CHALLENGE
The entries below should be transcribed in their entirety, exactly as written.

DATASET CONTENT
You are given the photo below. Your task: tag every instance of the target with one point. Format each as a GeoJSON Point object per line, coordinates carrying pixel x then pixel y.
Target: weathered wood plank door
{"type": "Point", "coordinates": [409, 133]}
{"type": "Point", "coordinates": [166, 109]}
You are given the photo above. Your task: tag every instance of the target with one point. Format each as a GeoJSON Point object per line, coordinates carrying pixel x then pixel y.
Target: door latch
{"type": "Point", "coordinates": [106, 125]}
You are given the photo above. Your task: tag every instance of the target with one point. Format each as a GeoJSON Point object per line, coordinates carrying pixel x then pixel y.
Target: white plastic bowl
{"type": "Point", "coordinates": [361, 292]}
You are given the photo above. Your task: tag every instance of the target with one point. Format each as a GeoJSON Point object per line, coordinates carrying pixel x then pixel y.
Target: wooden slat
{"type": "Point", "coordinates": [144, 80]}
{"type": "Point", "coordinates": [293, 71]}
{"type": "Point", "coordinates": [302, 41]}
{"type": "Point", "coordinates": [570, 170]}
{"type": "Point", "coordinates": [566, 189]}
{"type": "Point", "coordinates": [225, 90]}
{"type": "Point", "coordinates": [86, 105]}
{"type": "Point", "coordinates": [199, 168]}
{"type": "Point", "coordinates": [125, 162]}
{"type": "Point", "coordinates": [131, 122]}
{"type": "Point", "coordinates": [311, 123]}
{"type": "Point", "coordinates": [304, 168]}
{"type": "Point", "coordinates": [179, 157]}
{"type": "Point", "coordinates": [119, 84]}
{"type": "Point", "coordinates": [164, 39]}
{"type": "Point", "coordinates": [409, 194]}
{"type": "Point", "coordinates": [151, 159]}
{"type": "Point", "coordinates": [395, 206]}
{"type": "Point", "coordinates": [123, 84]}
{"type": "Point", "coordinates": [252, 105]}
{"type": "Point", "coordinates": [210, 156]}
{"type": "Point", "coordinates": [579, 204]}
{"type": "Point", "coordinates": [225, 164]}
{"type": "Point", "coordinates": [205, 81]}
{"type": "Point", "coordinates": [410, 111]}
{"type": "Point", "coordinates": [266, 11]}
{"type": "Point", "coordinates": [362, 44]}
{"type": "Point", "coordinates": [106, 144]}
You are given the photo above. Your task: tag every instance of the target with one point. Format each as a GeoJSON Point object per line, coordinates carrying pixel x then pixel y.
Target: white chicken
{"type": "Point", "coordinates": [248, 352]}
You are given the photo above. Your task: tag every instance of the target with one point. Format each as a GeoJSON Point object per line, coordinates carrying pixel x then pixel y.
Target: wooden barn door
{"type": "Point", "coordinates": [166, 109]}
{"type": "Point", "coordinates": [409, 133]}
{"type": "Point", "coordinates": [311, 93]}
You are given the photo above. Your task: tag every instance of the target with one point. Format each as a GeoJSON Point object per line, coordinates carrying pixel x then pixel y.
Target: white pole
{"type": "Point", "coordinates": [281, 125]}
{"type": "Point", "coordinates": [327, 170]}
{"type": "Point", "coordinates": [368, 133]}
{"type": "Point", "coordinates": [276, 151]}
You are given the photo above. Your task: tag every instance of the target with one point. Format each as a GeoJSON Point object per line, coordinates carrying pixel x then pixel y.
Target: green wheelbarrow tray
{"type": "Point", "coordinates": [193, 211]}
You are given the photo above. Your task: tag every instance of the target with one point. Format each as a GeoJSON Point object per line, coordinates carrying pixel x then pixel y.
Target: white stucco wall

COMPLETE OUTPUT
You are given the photo below. Your task: tag every instance of the target with one point. Format each as a GeoJSON Point object per line, coordinates carrying pixel x then pixel y.
Target: weathered wood plank door
{"type": "Point", "coordinates": [409, 133]}
{"type": "Point", "coordinates": [166, 109]}
You are given the photo above. Your task: tag every instance of the target with one point. Format each as a GeoJSON Point object per line, coordinates carrying pixel x then pixel y.
Target: door latch
{"type": "Point", "coordinates": [106, 125]}
You are given the photo above. Your task: tag every instance of the target with one point. Format each as a GeoJSON Point object per line, coordinates carrying pixel x then pixel y.
Target: white plastic bowl
{"type": "Point", "coordinates": [361, 292]}
You are given the photo above. Your task: tag every instance of the target with one point. Format each as a GeoJSON Point object per line, coordinates carrying pixel x then pixel y.
Target: wooden slat
{"type": "Point", "coordinates": [144, 80]}
{"type": "Point", "coordinates": [293, 71]}
{"type": "Point", "coordinates": [302, 41]}
{"type": "Point", "coordinates": [570, 170]}
{"type": "Point", "coordinates": [566, 189]}
{"type": "Point", "coordinates": [225, 90]}
{"type": "Point", "coordinates": [86, 105]}
{"type": "Point", "coordinates": [199, 168]}
{"type": "Point", "coordinates": [125, 162]}
{"type": "Point", "coordinates": [131, 122]}
{"type": "Point", "coordinates": [311, 123]}
{"type": "Point", "coordinates": [304, 168]}
{"type": "Point", "coordinates": [179, 157]}
{"type": "Point", "coordinates": [119, 84]}
{"type": "Point", "coordinates": [164, 39]}
{"type": "Point", "coordinates": [409, 194]}
{"type": "Point", "coordinates": [151, 159]}
{"type": "Point", "coordinates": [395, 206]}
{"type": "Point", "coordinates": [123, 84]}
{"type": "Point", "coordinates": [252, 105]}
{"type": "Point", "coordinates": [210, 156]}
{"type": "Point", "coordinates": [579, 204]}
{"type": "Point", "coordinates": [225, 164]}
{"type": "Point", "coordinates": [205, 81]}
{"type": "Point", "coordinates": [410, 111]}
{"type": "Point", "coordinates": [266, 11]}
{"type": "Point", "coordinates": [362, 44]}
{"type": "Point", "coordinates": [106, 144]}
You are given the photo above. Your task: tag every instance of the target with one point. Format each as a GeoJSON Point object per line, coordinates carrying pixel x then pixel y.
Target: white chicken
{"type": "Point", "coordinates": [248, 352]}
You are given the photo above. Your task: tag every instance of the target with one point. Format each as a GeoJSON Point object per line, coordinates carrying pixel x then pixel y.
Target: wooden barn door
{"type": "Point", "coordinates": [166, 109]}
{"type": "Point", "coordinates": [409, 133]}
{"type": "Point", "coordinates": [311, 93]}
You are given the photo above. Your task: tag every instance of the target with one point. Format each as a GeoJSON Point object per line, coordinates carrying pixel x then pixel y.
Target: white pole
{"type": "Point", "coordinates": [281, 125]}
{"type": "Point", "coordinates": [327, 170]}
{"type": "Point", "coordinates": [368, 133]}
{"type": "Point", "coordinates": [276, 151]}
You are given the photo above. Your task: tag every instance of the target with one point. Format each as a GeoJSON Point object per line, coordinates carrying pixel x then pixel y.
Target: green wheelbarrow tray
{"type": "Point", "coordinates": [193, 211]}
You are given the photo above. Your task: tag every instance of the target with one point. Format each as a GeoJSON Point object per line, coordinates carrying pixel x then pixel y.
Target: white stucco wall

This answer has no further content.